■ Aim of the exercise
Could you write the next part of the Rails engines passage below, starting right after its final sentence?

■ Given passage
The Master’s Challenges: Shared Resources and Cross-Border Diplomacy
An Engine is not an island. It’s a semi-autonomous region. It needs to interact with the host.
1. The User Problem: Your Billing engine needs to know about the User. But the User model lives in the host. Do you reference it directly? No. That would break the isolation.
The elegant solution is Dependency Injection. The host app provides the user to the engine.
# In the host application's initializer
Billing.configure do |config|
config.user_class = 'User' # A string, not a constant
config.current_user_method = :current_user # The method in the host's ApplicationController
end
# Inside the Billing engine's controller
current_user = send(Billing.config.current_user_method)
user_class = Billing.config.user_class.constantize
2. The Database Problem: The engine needs its own tables. How do we share the database?
Rails Engines have a beautiful convention for this. You place migrations in your billing/db/migrate directory. Then, you instruct the host app to load them.
# In billing/lib/billing/engine.rb
initializer "billing.load_migrations" do |app|
app.config.paths["db/migrate"] += paths["db/migrate"].existent
end
Now, when you run bin/rails db:migrate in the host app, it seamlessly runs your engine’s migrations too. The data is in one database, but the schemas are logically separated by table names (e.g., billing_subscriptions).
The Payoff: The Architecture of Serenity
When you complete this journey, what have you gained?

(Object location annotation data)
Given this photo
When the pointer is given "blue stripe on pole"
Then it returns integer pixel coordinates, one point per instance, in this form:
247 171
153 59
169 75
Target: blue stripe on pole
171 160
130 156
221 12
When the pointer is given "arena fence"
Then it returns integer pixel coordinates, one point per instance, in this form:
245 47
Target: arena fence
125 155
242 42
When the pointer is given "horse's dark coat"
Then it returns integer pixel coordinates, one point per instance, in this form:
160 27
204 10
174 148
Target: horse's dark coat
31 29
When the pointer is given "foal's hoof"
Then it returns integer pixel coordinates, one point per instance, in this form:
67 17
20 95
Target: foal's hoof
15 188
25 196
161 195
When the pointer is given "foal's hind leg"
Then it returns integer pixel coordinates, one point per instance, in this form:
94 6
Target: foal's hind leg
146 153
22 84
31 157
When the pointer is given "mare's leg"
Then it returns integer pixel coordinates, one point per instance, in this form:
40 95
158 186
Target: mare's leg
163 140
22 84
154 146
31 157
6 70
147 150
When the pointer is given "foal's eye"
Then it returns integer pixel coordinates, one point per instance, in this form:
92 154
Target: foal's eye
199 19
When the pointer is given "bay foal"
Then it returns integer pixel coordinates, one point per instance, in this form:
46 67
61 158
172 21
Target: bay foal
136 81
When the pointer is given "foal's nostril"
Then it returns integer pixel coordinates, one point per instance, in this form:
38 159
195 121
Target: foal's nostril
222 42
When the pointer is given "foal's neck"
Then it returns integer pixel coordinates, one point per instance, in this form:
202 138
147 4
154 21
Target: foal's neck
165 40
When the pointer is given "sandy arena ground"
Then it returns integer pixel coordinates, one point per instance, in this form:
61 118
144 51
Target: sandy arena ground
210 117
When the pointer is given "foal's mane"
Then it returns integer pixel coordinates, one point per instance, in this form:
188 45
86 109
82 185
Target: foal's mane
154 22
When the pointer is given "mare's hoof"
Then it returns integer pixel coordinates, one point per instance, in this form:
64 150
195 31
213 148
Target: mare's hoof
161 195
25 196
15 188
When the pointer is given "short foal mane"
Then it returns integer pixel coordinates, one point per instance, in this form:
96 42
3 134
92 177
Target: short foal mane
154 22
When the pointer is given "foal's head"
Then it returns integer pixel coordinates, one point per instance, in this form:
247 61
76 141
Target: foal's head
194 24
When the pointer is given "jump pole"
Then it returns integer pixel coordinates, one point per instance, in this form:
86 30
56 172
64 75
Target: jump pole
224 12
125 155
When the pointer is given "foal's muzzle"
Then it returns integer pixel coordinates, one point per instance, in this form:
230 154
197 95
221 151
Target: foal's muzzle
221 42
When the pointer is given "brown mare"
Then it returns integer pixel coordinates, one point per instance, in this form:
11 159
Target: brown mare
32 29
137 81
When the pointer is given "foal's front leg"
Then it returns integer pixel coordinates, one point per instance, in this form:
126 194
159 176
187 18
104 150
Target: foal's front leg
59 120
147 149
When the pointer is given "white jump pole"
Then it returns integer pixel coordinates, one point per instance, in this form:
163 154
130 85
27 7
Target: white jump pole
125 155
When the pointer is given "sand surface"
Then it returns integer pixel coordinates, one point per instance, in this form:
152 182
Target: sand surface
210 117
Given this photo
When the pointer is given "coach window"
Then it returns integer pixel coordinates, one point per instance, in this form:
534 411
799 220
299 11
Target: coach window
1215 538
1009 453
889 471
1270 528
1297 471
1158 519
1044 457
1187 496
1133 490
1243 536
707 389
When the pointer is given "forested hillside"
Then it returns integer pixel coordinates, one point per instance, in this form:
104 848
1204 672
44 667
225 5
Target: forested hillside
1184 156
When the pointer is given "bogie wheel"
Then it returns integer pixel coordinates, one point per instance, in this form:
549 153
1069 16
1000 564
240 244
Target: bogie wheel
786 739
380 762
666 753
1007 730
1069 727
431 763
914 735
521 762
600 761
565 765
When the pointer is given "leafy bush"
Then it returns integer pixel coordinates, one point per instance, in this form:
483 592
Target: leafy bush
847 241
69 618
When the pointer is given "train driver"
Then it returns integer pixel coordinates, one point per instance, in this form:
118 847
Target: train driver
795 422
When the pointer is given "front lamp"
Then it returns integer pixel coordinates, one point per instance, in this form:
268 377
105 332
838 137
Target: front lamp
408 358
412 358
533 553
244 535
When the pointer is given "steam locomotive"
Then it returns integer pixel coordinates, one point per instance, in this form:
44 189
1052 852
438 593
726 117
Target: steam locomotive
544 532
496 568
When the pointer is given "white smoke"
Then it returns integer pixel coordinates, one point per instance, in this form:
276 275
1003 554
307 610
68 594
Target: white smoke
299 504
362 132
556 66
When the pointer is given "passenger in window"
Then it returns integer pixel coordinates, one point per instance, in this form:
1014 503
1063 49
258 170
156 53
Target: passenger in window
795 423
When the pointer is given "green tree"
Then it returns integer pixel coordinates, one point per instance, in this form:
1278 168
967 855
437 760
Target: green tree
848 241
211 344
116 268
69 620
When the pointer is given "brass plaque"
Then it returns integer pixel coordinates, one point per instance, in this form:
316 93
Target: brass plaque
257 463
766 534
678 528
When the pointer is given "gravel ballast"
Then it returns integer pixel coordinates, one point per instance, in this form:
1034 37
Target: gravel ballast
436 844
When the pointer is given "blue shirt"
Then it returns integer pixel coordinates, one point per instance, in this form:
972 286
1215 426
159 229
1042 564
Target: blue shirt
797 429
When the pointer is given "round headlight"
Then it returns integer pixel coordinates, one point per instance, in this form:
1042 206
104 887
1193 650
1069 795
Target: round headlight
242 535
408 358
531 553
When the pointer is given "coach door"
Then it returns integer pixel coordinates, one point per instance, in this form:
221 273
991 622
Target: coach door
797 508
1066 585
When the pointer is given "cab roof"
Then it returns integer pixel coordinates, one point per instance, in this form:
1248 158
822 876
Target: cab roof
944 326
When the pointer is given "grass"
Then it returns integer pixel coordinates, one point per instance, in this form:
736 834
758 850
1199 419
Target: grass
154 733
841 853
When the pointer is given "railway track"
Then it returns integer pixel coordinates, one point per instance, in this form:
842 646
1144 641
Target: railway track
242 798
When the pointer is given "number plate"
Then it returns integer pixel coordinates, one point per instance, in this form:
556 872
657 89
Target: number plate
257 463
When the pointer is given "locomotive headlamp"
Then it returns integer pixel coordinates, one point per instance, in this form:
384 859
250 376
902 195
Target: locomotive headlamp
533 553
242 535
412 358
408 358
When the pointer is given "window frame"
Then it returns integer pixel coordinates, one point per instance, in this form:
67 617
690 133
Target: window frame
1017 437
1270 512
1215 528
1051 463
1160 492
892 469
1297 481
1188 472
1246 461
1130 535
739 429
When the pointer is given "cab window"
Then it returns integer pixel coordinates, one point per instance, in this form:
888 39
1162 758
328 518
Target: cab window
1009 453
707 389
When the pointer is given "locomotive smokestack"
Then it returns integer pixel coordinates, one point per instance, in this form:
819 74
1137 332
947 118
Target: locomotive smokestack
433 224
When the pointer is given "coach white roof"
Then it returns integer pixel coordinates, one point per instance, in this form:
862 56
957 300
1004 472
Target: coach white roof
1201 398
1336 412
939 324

■ The response
- Radical Focus: The Billing team works solely within the
billing/directory. Their models, controllers, views, and tests are all together. The cognitive load plummets. - True Encapsulation: The Billing domain is a black box to the host. It exposes a clear, versioned API. Its internal changes are its own.
- Team Autonomy: Teams can develop, test, and even version their engines independently, integrating them into the main app like well-crafted library books.
- Strategic Optionality: That “Enterprise” feature suite? It can be a separate engine, mounted only for certain deployments. Your product becomes a composition of plugins.
The Final Brushstroke
Rails Engines are not a silver bullet. They add complexity. The initial setup requires thought. But for the senior developer staring at a complex, team-laden monolith, they are the ultimate tool for imposing order upon chaos.
They allow you to transition from a single, tangled codebase to a curated collection of focused, collaborative mini-apps. You are no longer just a developer in a maze; you are the architect, designing sanctums within your cathedral.
Go forth. Draw your boundaries. Build your sanctums. Your monolith will thank you for it.